Records
__________
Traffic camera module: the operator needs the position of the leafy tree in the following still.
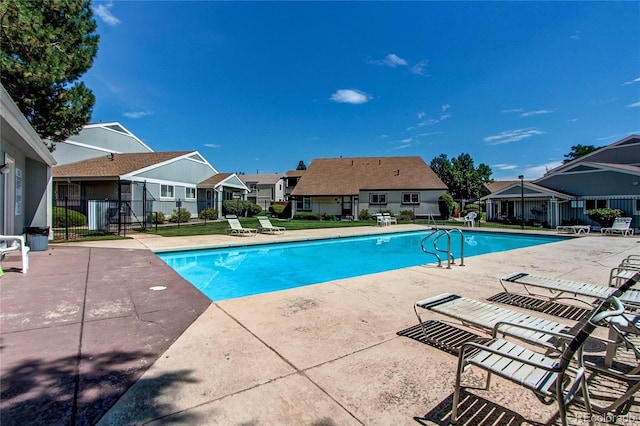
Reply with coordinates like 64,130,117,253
562,144,602,164
587,209,624,228
0,0,99,146
431,153,493,200
438,194,458,219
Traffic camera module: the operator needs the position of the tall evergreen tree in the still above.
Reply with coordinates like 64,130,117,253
562,144,602,164
0,0,99,146
430,153,493,200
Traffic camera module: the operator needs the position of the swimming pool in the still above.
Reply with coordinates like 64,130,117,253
158,231,565,301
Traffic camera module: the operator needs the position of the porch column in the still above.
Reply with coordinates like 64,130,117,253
548,197,560,228
213,188,223,218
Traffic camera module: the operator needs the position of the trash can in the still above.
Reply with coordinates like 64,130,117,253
24,226,49,251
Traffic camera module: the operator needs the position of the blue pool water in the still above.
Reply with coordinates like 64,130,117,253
158,231,562,301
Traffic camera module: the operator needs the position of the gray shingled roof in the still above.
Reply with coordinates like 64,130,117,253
291,156,447,196
198,173,233,186
53,151,194,178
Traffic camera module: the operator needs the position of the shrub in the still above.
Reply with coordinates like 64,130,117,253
222,198,262,217
396,210,416,222
169,208,191,223
464,203,482,216
151,212,166,225
587,209,624,228
247,201,262,216
293,212,322,220
358,209,371,220
222,198,247,217
198,208,218,220
438,194,458,219
53,207,87,228
269,204,285,217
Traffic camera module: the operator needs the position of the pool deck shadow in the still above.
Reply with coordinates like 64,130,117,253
0,225,640,426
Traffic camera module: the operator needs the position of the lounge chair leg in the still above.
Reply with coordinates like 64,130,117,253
451,348,466,424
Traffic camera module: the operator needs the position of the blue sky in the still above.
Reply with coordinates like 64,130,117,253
82,0,640,180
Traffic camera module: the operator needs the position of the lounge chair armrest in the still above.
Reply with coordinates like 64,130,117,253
458,342,561,372
492,321,575,340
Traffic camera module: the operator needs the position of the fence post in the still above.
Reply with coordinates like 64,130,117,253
64,195,69,241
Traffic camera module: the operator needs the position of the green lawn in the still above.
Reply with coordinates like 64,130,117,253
138,217,555,237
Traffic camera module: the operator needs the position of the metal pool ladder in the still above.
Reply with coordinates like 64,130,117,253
420,228,464,269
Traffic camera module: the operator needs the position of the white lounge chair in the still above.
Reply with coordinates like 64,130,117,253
451,297,632,426
375,213,391,226
382,213,398,225
226,215,258,236
413,293,571,351
464,212,478,228
500,266,640,309
0,235,29,274
556,225,591,234
258,216,286,234
600,217,633,237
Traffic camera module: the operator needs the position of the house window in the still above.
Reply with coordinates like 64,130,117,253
160,185,174,198
369,193,387,204
296,197,311,211
402,192,420,204
185,187,196,200
56,183,80,200
584,200,607,211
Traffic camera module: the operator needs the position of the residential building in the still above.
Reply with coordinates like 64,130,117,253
198,173,250,216
291,156,448,219
481,135,640,229
53,122,153,166
53,151,217,226
238,173,285,210
0,85,56,235
284,169,306,201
__________
▶ [Work instructions]: Go through all the data above and switch every "the operator" to "the reviewer", leaving everything else unchanged. Omit the pictures from your answer.

▶ [Output below]:
Traffic camera module: the reviewer needs the position of the leafy tree in the following still.
Reply with coordinates like 64,130,117,253
562,144,602,164
587,209,624,228
0,0,99,146
431,153,493,200
438,194,458,219
Traffic camera module: the reviewer needs the position of the tall evergreen tree in the still above.
Reply with coordinates like 64,130,117,253
562,144,602,164
0,0,99,146
430,153,493,200
Traffic camera module: the reviewer needs the position of the swimming pool in the still above.
Reply with coordinates like 64,130,117,253
158,231,565,301
Traffic camera module: the reviewer needs the position of the porch column in the still above.
Reply with coordinates like 64,130,117,253
548,197,560,228
213,188,223,218
Traffic camera module: the reviewer needs the position of the trash can in the still above.
Reply with coordinates like 64,130,117,253
24,226,49,251
Traffic camera module: the reviewer needs the position of the blue pool water in the still above.
Reply with coordinates like 64,130,117,253
158,231,562,301
Traffic camera module: the reviewer needs the position of the gray shingled roof in the still above.
Reply with coordinates like 64,130,117,253
291,156,447,196
198,173,233,186
53,151,194,178
Traffic camera module: the reviewer needs the position of the shrub in the still above.
Reply with coordinates like 64,130,117,253
222,198,262,217
396,210,416,222
169,208,191,223
464,203,482,216
151,212,166,225
587,209,624,228
247,201,262,216
293,212,322,220
358,209,371,220
222,198,247,217
198,208,218,220
438,194,458,219
53,207,87,228
269,204,285,217
Traffic camera module: the reviewer needs the position of the pool deck shadow in the still above.
Reply with coordinates like 64,130,117,253
0,225,640,426
Traffic camera module: the reviewer needs the position of the lounge chair leg in the still above.
Reply with coordinates like 64,130,117,253
451,348,466,424
Traffic camera module: the reviewer needs the position of the blue sky in the still above.
Reply with coordinates like 64,130,117,253
82,0,640,180
Traffic camera module: the reviewer needs the position of the lounge chair armrest in the still above.
Reply with coordinates like 64,130,117,253
458,342,561,372
492,321,575,340
Traffic camera module: the reviewer needs the position of the fence post in the still above.
Reply with coordinates like 64,130,117,253
64,195,69,241
Traffic camera module: the reviewer needs the position of the green lawn in the still above.
Reply with coordinates like 64,130,117,253
138,217,555,237
Traffic camera module: the reviewer needs the position of the metal pool ladder in the still above.
Reply with coordinates like 64,130,117,253
420,228,464,269
Traffic camera module: the reviewer needs the position of the white lounge chair in the still above.
Reply with coordinates like 64,130,117,253
451,297,632,426
375,213,391,226
382,213,398,225
226,215,258,236
413,293,571,351
464,212,478,228
500,266,640,309
0,235,29,274
556,225,591,234
258,216,286,234
600,217,633,237
Traffic camera module: the reviewer needs the position of the house window in the still above.
Reply with coordinates like 64,130,117,253
160,185,174,198
369,193,387,204
296,197,311,211
402,192,420,204
185,187,196,200
56,183,80,200
584,200,607,211
Traffic camera module: the reviewer needs the position of the residential building in the still above.
Reply with coordinates like 64,130,117,253
198,173,250,216
291,156,448,219
481,135,640,229
53,122,153,166
53,151,217,226
238,173,285,210
0,85,56,235
284,169,306,201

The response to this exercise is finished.